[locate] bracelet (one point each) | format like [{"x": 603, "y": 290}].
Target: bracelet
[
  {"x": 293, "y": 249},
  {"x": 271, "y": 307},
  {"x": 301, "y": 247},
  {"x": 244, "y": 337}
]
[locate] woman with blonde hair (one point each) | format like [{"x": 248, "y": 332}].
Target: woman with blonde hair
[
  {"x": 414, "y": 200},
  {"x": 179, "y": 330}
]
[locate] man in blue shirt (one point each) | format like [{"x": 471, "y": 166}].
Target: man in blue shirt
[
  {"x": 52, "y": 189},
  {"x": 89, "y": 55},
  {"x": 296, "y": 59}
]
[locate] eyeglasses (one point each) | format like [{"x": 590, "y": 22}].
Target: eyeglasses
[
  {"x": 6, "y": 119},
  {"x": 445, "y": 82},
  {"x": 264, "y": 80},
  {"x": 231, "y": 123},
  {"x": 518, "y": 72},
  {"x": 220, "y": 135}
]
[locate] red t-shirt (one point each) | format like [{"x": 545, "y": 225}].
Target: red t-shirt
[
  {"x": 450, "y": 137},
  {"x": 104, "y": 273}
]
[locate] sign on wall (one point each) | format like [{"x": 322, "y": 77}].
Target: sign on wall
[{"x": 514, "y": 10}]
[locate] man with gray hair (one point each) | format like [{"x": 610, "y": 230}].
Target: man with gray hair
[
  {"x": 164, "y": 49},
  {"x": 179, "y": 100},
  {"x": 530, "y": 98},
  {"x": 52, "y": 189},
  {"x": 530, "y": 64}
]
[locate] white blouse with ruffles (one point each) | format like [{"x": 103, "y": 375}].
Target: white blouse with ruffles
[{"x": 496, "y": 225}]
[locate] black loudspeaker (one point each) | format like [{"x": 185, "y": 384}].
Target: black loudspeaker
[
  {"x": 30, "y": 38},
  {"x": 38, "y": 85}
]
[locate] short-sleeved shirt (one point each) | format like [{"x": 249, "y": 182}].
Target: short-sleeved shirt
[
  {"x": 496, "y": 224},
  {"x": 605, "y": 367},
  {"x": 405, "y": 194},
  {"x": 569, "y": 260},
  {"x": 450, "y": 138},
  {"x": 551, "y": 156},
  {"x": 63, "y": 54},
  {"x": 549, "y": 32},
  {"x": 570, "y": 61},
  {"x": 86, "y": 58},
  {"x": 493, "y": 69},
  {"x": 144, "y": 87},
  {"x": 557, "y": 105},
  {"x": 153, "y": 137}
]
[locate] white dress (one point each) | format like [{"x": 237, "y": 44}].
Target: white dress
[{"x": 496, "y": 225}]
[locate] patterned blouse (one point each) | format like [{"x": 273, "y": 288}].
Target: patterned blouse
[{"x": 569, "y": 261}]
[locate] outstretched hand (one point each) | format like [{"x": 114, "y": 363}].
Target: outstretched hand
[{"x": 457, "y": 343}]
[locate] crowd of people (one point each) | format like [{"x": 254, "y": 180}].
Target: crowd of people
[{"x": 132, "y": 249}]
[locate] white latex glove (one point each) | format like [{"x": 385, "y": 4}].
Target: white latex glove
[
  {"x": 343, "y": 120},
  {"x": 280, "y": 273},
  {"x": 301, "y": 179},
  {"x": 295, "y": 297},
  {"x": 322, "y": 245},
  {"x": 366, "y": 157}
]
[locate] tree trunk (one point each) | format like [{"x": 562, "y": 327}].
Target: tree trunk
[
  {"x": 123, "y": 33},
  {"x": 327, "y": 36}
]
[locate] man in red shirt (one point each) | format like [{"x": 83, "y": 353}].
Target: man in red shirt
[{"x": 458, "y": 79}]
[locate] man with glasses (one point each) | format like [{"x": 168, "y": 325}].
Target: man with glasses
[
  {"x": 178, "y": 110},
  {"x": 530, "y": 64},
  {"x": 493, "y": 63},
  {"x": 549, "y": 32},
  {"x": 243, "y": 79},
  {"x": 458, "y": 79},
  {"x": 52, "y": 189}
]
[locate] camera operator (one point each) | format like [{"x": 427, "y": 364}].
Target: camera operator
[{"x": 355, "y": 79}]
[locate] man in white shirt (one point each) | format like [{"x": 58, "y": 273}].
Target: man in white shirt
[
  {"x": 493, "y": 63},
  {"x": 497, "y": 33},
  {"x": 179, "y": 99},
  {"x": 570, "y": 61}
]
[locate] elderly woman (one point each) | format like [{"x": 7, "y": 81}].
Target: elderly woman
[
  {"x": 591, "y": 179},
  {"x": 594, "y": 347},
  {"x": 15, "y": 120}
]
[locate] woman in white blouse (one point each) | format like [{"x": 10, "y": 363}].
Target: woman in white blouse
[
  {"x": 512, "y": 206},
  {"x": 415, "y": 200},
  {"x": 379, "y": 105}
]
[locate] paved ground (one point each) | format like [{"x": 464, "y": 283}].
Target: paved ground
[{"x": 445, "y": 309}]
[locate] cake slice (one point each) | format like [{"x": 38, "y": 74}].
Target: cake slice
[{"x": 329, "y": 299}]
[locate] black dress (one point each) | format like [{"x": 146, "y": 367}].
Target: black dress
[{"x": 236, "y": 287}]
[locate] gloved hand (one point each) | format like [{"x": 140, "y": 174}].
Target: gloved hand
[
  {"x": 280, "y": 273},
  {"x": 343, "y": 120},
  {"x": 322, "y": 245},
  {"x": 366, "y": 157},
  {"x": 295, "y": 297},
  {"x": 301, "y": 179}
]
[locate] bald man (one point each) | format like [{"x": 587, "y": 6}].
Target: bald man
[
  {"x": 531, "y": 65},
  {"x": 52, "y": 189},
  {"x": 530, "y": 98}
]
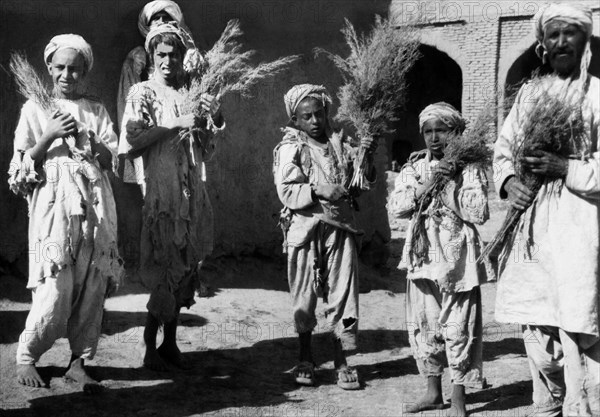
■ ■ ■ ■ ■
### EXERCISE DIRECTIONS
How many lines of the listing above contain the word "shirt"? Reply with the number alone.

### WORKED SOLUTION
10